§ EXERCISE DETAILS
Wherever the word "inside" occurs in the listing, copy the whole line.

§ DATASET RECORDS
╭──

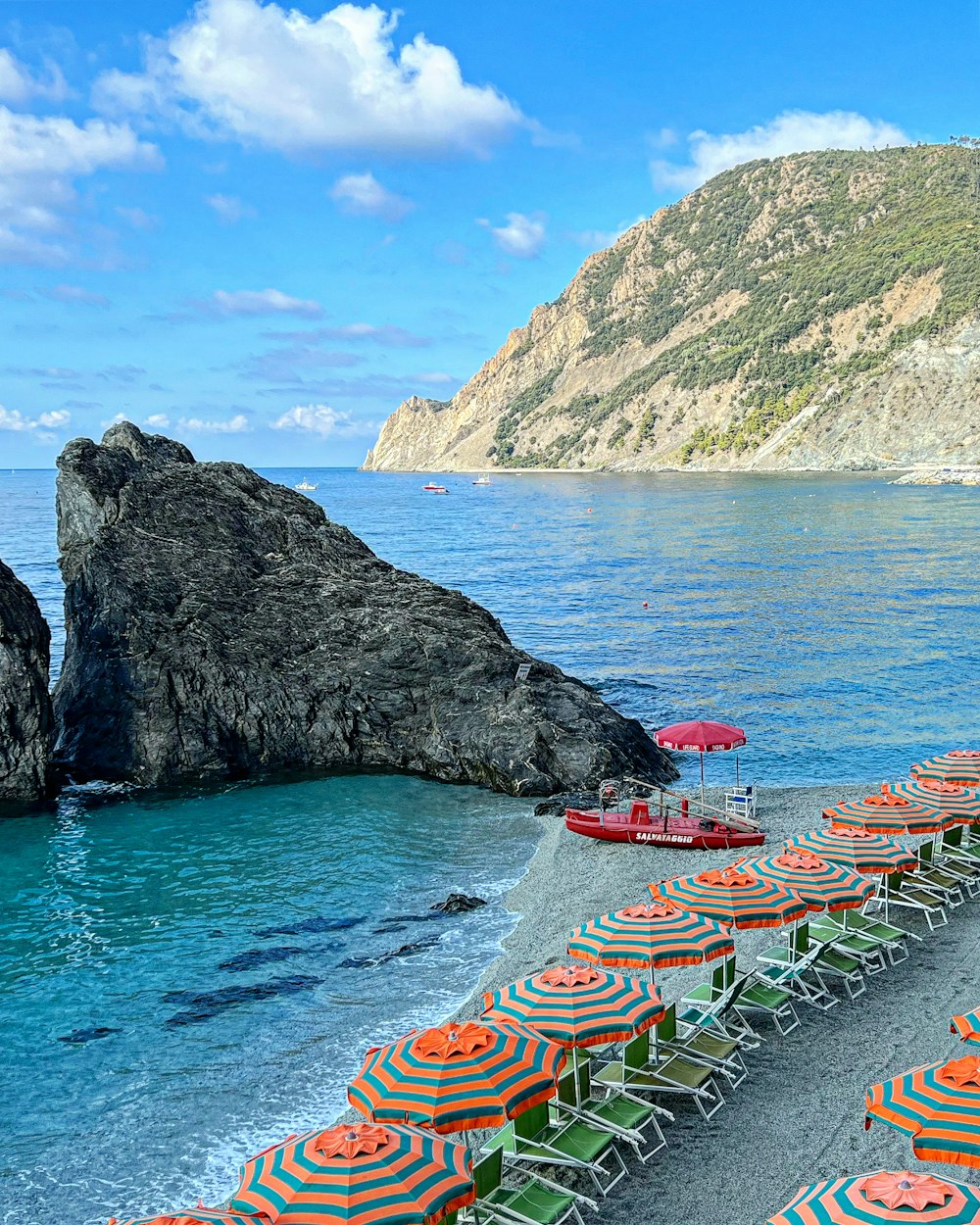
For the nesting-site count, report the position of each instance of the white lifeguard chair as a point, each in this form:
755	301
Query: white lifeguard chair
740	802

╰──
╭──

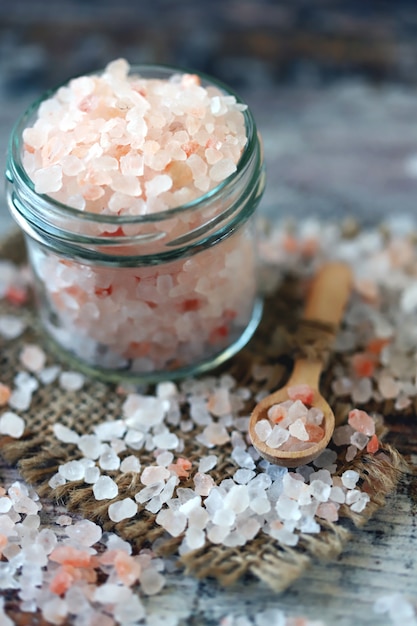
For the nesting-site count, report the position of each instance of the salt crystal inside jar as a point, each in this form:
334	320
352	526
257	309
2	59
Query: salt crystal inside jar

╰──
╭──

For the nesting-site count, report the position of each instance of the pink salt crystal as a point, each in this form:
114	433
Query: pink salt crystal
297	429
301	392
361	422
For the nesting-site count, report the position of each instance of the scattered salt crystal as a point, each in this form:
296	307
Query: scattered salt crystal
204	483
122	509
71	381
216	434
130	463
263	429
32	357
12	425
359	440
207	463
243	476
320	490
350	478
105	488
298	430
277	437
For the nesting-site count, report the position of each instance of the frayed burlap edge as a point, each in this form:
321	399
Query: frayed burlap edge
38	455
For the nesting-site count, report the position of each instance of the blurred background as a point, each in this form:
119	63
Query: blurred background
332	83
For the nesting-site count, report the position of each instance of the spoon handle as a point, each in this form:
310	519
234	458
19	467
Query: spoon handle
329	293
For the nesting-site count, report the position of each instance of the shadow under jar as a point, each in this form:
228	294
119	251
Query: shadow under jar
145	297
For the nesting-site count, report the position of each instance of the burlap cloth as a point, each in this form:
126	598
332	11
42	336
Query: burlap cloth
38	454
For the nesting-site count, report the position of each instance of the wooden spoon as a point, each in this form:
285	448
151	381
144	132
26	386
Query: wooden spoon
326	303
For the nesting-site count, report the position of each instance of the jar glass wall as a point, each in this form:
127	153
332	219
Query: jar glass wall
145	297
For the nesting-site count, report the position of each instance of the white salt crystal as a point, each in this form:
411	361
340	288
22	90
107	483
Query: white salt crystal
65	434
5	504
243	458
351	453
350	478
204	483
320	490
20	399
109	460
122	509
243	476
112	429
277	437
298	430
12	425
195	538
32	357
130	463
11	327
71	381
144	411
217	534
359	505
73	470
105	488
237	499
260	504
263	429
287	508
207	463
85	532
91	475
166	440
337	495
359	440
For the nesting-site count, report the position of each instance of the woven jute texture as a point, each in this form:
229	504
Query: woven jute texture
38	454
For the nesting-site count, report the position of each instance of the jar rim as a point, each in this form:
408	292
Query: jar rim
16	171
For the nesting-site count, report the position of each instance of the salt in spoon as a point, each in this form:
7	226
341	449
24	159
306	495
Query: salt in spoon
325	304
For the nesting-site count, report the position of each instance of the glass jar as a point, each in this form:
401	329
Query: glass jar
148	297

╰──

§ EXERCISE SOLUTION
For the nesting-site count, report the position of each instance of the salt crystal inside jar as a point, each in this form:
Query: salt crystal inside jar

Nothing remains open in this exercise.